--- Start ---
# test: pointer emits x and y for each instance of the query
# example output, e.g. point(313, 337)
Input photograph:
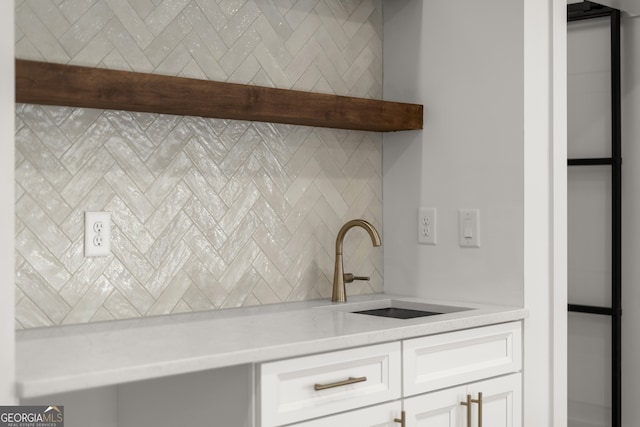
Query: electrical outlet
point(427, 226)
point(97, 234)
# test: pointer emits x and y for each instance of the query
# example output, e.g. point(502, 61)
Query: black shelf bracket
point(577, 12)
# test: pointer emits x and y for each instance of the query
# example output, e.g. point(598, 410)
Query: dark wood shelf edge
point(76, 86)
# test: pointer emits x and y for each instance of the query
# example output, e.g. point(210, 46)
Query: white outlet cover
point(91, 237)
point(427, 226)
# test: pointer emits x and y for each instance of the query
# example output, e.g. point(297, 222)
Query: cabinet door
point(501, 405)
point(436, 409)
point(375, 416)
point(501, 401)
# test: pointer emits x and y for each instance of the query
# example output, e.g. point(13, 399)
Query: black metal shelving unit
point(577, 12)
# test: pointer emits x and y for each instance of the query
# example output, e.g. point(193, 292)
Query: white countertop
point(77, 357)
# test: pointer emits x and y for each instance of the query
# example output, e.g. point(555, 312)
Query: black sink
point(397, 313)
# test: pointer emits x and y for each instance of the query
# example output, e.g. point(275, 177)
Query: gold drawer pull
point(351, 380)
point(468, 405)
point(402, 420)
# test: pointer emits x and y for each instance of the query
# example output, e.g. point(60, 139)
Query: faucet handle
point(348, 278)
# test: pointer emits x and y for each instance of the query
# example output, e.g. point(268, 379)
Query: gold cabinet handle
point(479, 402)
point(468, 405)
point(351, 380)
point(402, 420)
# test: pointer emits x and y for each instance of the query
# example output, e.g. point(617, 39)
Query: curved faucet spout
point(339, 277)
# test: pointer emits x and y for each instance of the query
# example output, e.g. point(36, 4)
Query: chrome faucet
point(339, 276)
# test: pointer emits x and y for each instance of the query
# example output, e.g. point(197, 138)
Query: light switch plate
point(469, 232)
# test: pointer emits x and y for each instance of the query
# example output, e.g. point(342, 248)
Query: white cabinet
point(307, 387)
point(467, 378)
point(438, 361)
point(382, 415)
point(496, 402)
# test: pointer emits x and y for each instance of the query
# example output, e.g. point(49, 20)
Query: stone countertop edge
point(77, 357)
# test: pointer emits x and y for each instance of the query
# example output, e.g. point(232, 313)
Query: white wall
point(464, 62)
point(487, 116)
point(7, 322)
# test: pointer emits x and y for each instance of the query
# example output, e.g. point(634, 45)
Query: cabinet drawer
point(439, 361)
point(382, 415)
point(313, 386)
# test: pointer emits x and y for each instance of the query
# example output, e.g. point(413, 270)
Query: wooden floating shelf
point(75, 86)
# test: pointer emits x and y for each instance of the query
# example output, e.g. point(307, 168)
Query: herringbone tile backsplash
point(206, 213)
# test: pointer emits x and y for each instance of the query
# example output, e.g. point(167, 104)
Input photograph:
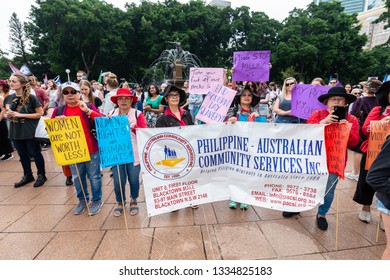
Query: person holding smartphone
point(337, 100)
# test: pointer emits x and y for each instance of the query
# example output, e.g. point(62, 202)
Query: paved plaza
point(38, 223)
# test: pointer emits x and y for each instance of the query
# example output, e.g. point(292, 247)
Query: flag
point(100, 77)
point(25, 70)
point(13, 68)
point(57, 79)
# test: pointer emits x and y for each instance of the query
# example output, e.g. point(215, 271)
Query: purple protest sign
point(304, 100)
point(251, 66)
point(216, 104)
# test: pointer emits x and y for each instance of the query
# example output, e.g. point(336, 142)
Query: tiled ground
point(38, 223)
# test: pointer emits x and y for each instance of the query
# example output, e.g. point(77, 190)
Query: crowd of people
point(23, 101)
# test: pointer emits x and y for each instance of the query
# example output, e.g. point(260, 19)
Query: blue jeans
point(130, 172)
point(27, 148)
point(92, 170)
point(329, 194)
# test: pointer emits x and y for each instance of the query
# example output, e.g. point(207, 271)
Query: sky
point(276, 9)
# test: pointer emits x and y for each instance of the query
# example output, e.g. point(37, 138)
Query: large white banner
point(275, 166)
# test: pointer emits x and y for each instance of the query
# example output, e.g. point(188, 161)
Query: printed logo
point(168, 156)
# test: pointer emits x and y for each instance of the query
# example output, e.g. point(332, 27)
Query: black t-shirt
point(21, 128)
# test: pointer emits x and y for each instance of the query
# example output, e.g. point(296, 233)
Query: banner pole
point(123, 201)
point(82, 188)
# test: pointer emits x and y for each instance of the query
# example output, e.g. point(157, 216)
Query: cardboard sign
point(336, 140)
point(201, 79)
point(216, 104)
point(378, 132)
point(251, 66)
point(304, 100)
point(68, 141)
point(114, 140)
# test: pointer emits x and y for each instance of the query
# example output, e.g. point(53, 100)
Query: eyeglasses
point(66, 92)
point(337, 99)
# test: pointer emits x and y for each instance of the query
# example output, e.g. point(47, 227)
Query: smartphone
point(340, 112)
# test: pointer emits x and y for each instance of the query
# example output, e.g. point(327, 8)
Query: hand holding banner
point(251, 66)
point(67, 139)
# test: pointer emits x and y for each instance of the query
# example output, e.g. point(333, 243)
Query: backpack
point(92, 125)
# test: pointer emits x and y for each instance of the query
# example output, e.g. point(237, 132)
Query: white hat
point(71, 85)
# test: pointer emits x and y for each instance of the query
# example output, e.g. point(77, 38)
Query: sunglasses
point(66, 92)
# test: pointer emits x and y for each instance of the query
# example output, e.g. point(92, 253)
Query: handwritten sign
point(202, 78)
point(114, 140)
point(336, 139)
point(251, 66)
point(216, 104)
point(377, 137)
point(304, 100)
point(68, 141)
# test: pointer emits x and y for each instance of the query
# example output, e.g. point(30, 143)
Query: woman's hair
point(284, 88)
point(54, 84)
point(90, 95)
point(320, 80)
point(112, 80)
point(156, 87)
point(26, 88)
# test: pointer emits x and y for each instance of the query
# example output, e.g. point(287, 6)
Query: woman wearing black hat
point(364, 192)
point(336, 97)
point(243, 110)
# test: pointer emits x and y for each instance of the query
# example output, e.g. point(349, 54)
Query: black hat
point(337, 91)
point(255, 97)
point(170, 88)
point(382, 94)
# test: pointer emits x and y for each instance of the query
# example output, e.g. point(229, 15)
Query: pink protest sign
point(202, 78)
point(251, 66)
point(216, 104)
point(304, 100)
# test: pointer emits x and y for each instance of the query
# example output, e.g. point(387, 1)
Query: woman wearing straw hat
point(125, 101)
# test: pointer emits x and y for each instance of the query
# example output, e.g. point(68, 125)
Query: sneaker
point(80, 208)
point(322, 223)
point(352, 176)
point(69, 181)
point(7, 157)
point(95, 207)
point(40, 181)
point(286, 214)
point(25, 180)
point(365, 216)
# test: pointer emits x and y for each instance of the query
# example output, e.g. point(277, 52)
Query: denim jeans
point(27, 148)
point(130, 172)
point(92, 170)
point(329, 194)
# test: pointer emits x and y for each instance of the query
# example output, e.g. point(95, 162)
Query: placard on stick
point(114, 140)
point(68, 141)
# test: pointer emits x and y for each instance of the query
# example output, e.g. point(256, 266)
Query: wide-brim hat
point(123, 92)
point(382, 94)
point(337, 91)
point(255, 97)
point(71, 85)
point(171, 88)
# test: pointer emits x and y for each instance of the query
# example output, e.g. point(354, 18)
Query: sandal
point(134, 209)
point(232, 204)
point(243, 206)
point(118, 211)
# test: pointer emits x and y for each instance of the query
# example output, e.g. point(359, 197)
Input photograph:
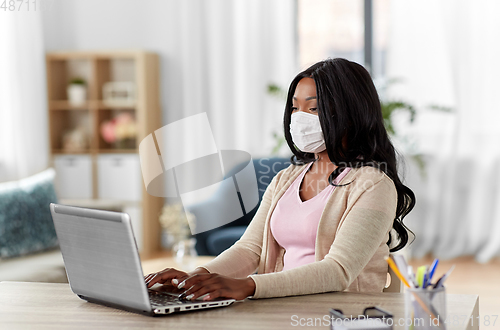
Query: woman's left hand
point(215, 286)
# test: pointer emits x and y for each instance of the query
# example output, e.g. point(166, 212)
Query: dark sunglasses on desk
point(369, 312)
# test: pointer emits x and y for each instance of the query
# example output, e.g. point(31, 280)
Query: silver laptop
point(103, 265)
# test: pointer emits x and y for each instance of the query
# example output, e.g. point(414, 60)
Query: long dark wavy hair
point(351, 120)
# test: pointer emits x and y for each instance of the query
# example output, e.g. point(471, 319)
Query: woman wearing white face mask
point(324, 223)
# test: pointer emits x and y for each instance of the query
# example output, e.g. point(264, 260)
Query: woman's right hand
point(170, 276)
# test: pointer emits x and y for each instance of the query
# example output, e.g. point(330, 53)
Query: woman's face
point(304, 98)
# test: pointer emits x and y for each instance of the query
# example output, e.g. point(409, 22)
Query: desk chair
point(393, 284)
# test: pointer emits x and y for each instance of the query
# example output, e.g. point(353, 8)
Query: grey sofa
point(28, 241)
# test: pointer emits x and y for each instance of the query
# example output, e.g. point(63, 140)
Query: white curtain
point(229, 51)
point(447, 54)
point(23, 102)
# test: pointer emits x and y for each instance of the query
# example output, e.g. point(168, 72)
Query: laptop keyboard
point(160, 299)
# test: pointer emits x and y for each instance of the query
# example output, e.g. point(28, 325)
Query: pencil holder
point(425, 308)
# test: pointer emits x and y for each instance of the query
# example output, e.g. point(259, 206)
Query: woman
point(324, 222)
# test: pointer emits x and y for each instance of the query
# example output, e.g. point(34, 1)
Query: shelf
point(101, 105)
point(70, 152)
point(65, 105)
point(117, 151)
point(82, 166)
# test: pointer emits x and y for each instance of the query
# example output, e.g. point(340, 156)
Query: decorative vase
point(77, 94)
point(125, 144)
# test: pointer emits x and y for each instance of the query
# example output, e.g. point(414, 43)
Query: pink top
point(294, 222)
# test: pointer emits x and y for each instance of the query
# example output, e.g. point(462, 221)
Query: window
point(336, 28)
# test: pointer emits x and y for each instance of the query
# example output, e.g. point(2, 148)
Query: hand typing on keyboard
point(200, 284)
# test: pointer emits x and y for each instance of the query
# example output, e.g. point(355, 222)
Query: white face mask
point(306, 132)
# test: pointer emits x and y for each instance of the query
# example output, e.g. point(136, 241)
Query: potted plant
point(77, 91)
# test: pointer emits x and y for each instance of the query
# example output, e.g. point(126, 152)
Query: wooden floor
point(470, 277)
--- End ---
--- Start ---
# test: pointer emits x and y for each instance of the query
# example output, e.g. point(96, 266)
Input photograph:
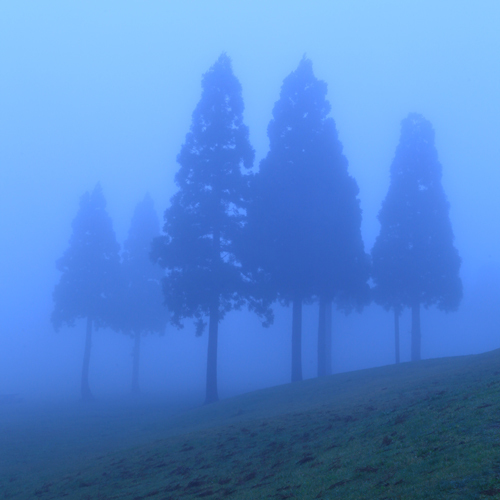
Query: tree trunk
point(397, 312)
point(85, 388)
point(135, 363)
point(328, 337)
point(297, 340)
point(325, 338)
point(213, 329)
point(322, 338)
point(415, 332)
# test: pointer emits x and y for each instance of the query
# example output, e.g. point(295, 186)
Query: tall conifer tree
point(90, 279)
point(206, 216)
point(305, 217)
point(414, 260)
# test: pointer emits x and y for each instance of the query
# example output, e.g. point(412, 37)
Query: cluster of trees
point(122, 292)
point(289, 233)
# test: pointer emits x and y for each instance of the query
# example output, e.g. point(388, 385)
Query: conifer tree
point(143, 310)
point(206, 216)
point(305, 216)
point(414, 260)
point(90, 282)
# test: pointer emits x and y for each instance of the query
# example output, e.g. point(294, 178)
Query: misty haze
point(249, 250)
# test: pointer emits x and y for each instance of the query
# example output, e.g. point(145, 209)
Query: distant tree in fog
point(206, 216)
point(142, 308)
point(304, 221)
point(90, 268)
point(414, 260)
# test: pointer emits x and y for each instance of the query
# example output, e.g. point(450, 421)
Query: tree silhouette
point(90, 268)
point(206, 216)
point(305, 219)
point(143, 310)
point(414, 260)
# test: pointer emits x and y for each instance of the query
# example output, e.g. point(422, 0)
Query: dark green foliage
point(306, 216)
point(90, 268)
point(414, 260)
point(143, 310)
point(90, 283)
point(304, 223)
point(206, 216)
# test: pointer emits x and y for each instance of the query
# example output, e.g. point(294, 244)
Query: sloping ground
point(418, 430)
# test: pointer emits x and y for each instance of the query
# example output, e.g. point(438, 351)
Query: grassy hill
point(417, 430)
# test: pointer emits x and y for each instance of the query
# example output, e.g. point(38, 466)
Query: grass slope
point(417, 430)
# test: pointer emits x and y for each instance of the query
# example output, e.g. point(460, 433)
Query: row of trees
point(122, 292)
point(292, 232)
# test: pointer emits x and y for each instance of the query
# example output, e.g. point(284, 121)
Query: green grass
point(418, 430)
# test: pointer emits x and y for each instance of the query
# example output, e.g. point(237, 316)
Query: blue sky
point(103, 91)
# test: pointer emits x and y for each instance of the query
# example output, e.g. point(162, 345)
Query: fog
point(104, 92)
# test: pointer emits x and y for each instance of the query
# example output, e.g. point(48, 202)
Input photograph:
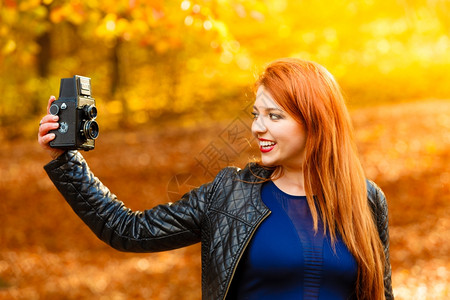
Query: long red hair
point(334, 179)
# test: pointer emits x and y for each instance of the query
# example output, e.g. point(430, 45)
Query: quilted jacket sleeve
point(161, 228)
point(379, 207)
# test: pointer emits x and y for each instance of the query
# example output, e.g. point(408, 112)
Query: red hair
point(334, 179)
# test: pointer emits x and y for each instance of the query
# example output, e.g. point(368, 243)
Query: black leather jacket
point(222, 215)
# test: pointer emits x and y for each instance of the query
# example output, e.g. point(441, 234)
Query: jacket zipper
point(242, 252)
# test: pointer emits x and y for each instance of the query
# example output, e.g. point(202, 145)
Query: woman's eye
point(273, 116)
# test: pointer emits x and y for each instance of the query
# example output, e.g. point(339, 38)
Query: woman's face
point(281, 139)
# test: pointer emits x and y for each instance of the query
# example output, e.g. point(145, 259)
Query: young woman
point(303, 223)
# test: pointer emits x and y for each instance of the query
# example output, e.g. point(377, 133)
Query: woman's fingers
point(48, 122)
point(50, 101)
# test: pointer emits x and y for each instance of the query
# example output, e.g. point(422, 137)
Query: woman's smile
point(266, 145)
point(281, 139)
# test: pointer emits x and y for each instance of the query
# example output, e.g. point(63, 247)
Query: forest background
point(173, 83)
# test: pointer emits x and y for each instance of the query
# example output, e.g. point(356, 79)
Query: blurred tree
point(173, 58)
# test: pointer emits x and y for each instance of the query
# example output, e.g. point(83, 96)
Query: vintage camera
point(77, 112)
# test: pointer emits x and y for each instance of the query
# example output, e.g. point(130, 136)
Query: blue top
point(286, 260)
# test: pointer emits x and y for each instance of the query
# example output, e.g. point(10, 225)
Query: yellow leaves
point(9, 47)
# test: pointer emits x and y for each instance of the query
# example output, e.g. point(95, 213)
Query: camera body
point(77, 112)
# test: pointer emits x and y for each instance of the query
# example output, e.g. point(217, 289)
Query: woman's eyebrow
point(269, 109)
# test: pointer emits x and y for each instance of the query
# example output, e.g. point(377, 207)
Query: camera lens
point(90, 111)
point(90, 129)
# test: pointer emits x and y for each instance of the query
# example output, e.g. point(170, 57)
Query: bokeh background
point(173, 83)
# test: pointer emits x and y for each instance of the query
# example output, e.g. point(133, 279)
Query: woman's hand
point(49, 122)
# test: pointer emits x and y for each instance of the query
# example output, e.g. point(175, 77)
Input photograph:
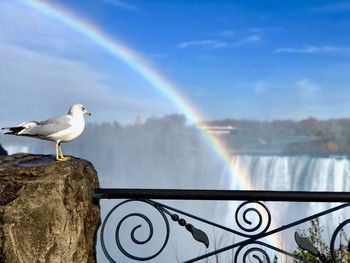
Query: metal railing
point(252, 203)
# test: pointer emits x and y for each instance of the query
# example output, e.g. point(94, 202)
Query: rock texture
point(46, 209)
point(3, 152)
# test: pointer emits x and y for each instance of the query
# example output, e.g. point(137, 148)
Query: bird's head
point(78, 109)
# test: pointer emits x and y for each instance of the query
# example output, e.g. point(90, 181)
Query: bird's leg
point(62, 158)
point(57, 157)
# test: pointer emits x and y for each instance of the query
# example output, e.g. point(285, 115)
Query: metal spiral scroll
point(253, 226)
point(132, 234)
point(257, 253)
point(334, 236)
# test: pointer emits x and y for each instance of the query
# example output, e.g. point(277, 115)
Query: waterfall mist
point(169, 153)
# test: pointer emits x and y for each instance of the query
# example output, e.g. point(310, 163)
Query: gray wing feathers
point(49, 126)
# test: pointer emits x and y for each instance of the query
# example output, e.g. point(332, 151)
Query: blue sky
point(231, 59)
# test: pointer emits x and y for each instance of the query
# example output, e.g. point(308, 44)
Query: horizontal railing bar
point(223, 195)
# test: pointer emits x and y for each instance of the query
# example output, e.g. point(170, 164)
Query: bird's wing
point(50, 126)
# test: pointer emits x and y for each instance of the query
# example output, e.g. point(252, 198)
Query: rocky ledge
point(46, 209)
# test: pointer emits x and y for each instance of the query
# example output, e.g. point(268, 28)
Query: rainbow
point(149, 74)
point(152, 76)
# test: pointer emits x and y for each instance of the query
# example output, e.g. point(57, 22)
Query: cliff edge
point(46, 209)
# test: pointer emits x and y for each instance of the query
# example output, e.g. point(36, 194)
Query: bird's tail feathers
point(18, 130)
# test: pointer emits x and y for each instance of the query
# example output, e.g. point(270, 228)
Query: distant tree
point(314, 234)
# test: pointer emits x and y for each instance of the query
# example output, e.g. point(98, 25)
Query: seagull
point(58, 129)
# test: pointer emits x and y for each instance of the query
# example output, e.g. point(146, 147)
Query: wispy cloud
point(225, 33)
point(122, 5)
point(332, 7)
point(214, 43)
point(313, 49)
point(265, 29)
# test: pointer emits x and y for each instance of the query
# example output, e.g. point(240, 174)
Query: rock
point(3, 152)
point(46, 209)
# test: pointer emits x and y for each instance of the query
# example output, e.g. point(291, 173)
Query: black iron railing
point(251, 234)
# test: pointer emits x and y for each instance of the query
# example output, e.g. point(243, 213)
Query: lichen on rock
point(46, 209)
--- End ---
List every line above that contains the string "jacket", matching case exactly.

Query: quilted jacket sleeve
Query: black leather jacket
Query: jacket zipper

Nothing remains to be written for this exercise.